DATA PROVIDED:
= Beginning of Section =

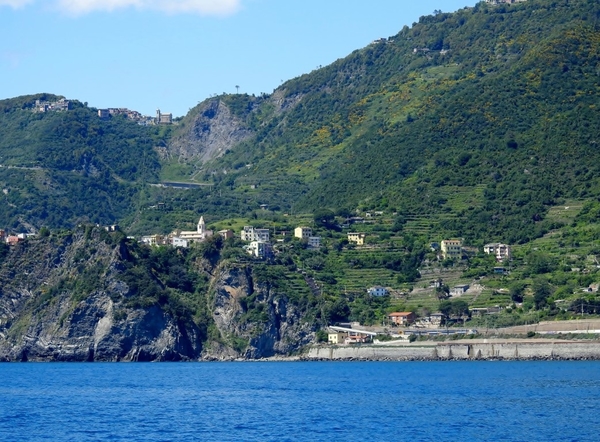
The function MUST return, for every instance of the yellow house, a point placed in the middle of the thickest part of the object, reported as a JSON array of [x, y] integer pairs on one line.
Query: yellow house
[[303, 232], [357, 238], [451, 248], [336, 337]]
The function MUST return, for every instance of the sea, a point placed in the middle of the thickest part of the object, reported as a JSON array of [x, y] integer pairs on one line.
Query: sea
[[301, 401]]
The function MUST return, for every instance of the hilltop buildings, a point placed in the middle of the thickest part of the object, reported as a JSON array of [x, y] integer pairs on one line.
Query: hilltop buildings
[[500, 251], [451, 248]]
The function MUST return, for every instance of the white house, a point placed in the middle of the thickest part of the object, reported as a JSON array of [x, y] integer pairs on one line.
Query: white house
[[377, 291], [314, 242], [259, 249], [198, 235], [303, 232], [249, 233], [500, 251]]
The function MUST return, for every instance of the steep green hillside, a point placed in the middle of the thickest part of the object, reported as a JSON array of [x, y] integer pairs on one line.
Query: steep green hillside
[[58, 168], [486, 116]]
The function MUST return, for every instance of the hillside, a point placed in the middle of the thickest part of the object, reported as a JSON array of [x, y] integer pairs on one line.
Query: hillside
[[485, 116], [62, 167], [479, 124], [90, 295]]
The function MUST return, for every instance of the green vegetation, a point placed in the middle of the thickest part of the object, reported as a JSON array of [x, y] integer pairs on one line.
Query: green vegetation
[[480, 124]]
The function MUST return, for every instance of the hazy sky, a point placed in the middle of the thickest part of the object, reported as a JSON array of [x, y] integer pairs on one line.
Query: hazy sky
[[172, 54]]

= End of Section =

TASK BRIEF:
This task calls for an exact copy of the data above, without pictures.

WRITTEN REPLY:
The function MUST return, for every instance of the yellow house, a point placed in the middle of the thickest part of the object, reported as a JSON array of [x, y] integer pairs on one line.
Query: yellow house
[[303, 232], [357, 238], [451, 248], [336, 337]]
The function MUST return, for every instance of the sea, a point placed in the middle of the thickest part of the object, reported as a JSON array of [x, y] integer pairs on one line.
Query: sea
[[301, 401]]
The function MUST return, for every instance of the hilltop buildings, a point placed in the middle of the thickest part of the object, reported as a JSON array of [x, y] integer pairs on one line.
Query: hilltop buildings
[[500, 251], [451, 248]]
The function MUST return, for every instance of the white house, a point placed in the middle of the thickest part of the object, reported as a JSON array of [x, y] integer pairs on one line.
Query: white house
[[377, 291], [314, 242], [259, 249], [198, 235], [303, 232], [249, 233], [500, 251]]
The function MUST return, for every instance of the steep green hillside, a point placed in the middle of the thickest part of the object, reported as a JSON array of [x, y] integer pairs on one line.
Query: steep green hillside
[[58, 168], [486, 116]]
The function MUST return, for every instance of the hillside, a point placed in the middle of the thickest part of the object, reported as a JSON array of [x, y] integer pairs on one line.
Query: hillside
[[485, 116], [62, 167], [479, 124], [90, 295]]
The function MUST return, for every instance of the green vegetation, a point placed in the middle of the thickest part of the object, reported as a JSON array of [x, y] integer pairs on one line.
Query: green vegetation
[[480, 124]]
The function MUST return, for every instance of the hazy sky, a point placed in the middle of the thickest part of the object, reported as a JSON array of [x, y] integer pairs on one line.
Query: hazy sky
[[172, 54]]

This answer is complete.